RECORD EXTRACTS
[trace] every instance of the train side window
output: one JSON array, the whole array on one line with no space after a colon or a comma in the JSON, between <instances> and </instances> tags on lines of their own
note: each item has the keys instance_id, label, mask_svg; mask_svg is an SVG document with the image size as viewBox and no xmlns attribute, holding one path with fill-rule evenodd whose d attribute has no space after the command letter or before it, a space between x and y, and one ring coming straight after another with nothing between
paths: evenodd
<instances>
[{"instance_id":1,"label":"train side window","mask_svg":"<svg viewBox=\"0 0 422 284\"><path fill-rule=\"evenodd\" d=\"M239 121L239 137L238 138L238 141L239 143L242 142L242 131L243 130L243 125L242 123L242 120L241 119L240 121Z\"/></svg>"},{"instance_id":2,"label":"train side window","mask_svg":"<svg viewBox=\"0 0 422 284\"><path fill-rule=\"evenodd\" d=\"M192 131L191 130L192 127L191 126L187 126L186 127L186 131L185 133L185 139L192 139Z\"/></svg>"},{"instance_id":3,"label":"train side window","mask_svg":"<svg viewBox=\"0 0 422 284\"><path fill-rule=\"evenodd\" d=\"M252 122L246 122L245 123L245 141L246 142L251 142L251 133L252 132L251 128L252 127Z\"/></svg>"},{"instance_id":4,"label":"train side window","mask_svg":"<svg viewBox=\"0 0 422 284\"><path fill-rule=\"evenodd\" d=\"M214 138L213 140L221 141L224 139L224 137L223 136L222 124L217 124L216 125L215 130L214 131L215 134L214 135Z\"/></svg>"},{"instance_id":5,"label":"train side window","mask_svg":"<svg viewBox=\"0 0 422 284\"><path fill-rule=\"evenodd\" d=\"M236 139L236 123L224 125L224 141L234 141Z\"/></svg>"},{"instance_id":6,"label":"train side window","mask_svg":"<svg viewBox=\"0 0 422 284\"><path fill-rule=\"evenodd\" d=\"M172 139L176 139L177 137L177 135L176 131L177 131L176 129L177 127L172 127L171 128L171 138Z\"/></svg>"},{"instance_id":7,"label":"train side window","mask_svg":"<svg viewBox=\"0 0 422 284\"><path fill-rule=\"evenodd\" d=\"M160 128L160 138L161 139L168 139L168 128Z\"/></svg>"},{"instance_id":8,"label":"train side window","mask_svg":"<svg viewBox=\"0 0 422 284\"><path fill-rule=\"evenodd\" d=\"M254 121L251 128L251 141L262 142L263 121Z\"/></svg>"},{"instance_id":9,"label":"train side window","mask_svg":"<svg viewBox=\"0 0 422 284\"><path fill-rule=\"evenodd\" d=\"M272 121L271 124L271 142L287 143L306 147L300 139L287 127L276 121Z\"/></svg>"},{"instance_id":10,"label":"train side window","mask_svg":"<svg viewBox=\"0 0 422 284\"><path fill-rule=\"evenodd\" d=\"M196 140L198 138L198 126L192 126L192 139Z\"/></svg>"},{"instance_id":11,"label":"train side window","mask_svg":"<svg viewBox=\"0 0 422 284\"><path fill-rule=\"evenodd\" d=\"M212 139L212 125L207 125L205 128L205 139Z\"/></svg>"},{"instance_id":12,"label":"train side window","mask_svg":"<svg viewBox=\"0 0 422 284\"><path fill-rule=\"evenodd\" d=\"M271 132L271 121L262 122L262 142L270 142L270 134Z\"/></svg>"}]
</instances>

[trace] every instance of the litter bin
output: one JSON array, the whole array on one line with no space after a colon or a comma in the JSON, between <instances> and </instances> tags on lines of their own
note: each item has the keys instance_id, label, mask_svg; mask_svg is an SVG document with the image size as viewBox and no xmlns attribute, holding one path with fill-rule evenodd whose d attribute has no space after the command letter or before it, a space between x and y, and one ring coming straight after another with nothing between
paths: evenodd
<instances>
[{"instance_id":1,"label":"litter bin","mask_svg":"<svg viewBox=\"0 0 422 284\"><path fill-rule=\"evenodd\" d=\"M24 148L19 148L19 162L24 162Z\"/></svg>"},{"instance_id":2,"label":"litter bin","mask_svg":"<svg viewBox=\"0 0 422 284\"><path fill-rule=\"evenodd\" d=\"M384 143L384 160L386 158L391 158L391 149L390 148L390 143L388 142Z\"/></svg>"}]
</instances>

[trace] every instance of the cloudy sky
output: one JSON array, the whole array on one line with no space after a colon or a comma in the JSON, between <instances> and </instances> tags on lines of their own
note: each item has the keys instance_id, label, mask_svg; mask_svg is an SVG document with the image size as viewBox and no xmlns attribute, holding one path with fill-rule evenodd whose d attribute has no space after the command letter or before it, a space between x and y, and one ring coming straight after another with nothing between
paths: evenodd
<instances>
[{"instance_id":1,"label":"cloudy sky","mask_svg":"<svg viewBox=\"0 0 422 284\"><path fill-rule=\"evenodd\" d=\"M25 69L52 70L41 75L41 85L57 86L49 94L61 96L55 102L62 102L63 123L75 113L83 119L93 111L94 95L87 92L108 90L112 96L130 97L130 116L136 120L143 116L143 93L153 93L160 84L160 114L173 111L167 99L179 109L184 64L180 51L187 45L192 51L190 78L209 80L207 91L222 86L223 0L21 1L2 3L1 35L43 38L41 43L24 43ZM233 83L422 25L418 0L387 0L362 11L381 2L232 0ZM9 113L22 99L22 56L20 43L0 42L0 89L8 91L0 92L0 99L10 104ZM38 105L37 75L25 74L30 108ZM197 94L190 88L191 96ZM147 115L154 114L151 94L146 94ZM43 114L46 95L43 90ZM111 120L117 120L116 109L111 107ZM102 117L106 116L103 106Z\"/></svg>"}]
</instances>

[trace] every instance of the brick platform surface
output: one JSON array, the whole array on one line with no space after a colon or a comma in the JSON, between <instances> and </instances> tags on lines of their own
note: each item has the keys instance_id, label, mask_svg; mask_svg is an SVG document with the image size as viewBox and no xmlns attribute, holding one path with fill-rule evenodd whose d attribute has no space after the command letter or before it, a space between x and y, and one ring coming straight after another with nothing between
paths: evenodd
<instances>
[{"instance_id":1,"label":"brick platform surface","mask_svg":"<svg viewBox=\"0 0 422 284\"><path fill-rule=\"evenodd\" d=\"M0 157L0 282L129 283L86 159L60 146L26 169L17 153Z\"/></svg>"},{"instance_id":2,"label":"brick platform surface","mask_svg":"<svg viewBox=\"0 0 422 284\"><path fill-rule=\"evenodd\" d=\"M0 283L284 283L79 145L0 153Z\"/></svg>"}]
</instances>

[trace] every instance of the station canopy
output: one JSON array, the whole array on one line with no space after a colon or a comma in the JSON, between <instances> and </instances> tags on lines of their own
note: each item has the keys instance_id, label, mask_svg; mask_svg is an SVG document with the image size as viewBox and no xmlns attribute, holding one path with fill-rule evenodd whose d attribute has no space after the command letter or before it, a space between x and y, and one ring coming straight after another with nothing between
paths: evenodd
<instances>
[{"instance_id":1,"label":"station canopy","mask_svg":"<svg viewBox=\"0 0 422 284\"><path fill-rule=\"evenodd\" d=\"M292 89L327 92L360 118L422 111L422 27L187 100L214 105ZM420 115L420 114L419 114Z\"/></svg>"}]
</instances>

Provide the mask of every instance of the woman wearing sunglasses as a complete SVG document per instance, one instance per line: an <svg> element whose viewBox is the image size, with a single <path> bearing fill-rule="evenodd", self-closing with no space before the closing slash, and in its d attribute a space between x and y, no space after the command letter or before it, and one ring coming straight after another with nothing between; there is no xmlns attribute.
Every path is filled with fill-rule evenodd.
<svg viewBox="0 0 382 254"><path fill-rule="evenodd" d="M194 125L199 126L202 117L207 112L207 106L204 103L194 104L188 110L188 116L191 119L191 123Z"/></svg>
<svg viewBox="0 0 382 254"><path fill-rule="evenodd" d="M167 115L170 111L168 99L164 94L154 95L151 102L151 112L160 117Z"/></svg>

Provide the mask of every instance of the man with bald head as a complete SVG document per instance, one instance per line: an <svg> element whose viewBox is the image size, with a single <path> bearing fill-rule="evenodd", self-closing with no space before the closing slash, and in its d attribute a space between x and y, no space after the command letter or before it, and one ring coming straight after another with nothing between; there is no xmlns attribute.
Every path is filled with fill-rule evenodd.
--
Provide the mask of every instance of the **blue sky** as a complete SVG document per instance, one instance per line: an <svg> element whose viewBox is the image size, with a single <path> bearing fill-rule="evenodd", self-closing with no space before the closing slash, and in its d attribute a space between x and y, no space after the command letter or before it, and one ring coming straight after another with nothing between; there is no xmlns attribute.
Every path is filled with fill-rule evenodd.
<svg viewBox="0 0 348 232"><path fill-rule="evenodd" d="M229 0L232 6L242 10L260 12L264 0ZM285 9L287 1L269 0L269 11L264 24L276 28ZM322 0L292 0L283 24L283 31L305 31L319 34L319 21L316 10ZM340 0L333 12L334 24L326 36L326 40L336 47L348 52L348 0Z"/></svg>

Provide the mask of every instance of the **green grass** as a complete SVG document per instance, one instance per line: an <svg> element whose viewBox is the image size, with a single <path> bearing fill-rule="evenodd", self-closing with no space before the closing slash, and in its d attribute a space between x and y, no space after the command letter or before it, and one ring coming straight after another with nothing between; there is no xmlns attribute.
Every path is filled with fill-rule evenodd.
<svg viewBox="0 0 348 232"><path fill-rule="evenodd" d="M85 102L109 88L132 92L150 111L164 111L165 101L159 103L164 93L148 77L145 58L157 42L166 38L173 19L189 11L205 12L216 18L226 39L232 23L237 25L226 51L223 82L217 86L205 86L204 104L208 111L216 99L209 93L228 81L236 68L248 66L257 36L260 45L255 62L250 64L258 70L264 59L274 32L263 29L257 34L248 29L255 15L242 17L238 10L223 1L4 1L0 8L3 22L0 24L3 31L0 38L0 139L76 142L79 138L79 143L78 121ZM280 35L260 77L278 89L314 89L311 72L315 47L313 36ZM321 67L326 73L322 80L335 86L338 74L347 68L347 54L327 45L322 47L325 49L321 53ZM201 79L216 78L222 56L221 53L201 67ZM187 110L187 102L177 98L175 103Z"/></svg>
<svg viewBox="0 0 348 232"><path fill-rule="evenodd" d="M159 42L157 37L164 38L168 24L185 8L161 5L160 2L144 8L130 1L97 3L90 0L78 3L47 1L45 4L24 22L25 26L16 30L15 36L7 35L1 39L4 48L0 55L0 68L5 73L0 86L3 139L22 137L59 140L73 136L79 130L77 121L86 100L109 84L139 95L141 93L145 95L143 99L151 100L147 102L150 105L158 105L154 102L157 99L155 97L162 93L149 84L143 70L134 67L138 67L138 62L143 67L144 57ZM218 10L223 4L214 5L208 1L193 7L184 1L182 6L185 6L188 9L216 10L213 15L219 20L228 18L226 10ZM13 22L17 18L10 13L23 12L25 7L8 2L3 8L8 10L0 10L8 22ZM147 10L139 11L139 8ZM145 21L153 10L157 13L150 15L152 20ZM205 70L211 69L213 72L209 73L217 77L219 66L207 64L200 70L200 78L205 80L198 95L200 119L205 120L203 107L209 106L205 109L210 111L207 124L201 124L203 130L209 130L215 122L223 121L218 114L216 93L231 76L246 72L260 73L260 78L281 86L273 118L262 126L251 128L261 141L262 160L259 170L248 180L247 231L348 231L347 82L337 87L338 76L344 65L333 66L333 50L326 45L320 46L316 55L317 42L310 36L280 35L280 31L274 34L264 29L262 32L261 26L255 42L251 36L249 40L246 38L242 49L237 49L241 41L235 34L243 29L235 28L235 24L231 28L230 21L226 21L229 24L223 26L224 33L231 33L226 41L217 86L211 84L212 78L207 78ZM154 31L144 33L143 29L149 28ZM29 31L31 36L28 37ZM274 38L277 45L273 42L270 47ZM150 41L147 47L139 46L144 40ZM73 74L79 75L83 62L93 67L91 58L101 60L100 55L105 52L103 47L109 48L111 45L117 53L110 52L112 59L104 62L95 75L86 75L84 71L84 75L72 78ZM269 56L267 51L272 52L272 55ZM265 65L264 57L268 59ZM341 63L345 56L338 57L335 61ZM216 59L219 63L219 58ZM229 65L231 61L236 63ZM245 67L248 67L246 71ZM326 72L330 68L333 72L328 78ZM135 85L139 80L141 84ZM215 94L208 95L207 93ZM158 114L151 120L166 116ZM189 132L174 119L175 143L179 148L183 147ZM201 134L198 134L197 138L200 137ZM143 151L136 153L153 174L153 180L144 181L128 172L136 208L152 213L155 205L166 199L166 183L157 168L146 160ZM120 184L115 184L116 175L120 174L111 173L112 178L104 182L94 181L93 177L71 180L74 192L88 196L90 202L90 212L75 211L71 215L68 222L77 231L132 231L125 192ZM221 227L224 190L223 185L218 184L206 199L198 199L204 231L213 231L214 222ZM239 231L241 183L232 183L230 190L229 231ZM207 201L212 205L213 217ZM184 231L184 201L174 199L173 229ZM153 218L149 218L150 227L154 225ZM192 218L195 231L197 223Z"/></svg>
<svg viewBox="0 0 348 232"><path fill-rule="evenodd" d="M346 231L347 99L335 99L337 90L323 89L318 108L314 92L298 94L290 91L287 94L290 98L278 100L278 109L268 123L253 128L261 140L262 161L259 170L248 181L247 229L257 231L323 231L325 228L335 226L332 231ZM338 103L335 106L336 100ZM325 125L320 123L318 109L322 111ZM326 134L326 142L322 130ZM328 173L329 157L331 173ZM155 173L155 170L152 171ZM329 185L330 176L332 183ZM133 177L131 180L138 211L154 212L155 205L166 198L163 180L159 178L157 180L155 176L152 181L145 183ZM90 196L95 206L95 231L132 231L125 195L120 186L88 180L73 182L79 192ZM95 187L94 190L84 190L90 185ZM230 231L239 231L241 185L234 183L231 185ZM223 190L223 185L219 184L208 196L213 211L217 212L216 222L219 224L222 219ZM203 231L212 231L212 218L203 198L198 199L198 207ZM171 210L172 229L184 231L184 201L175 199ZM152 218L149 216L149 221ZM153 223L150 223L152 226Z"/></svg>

WHAT YOU SHOULD DO
Work out how many of the lines above include the string "canopy", and reply with that number alone.

TASK RESPONSE
2